### [EXERCISE INPUTS]
■ ■ ■ ■ ■
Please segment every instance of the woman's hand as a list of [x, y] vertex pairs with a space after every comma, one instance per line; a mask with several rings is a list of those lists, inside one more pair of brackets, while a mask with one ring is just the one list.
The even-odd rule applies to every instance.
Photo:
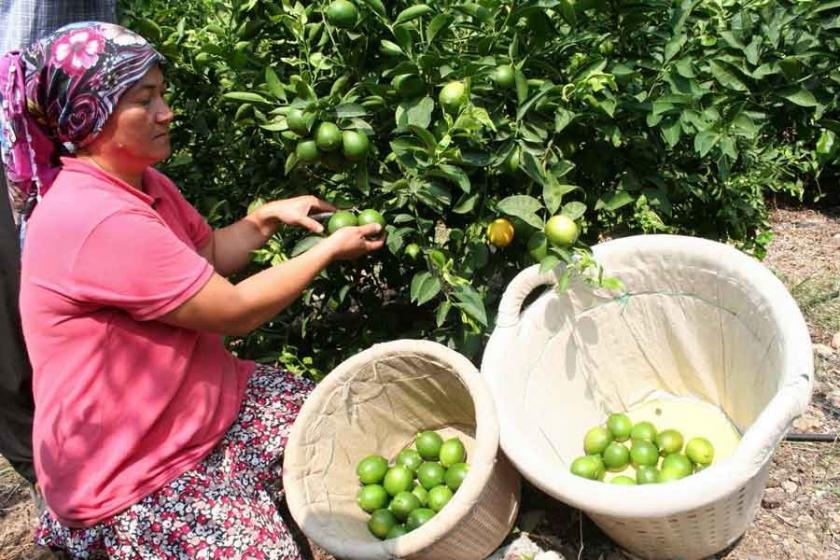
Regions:
[[335, 212], [336, 208], [329, 202], [312, 195], [296, 196], [285, 200], [275, 200], [263, 204], [246, 220], [254, 223], [266, 238], [277, 231], [280, 224], [300, 226], [313, 233], [321, 233], [324, 226], [309, 217], [319, 212]]
[[381, 235], [382, 233], [382, 226], [379, 224], [344, 227], [322, 243], [329, 247], [333, 260], [349, 260], [382, 248], [385, 244], [385, 236]]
■ ■ ■ ■ ■
### [TASK TO CARRY OUT]
Copy every line above exactly, leaving no picture in the copy.

### [ANSWER SPACE]
Please segment every instance of the woman's hand as a list of [x, y] vertex pairs with a space after every comma, one instance per line; a mask with several rings is a list of those lists, inside one more pair of brackets, while a mask with one ring is just the one list.
The even-odd rule applies to every instance.
Photo:
Regions:
[[335, 212], [336, 208], [329, 202], [312, 195], [296, 196], [285, 200], [275, 200], [263, 204], [246, 220], [254, 223], [266, 238], [277, 231], [280, 224], [300, 226], [313, 233], [321, 233], [324, 226], [309, 217], [319, 212]]
[[381, 235], [382, 233], [382, 226], [379, 224], [344, 227], [322, 243], [329, 247], [333, 260], [349, 260], [382, 248], [385, 244], [385, 236]]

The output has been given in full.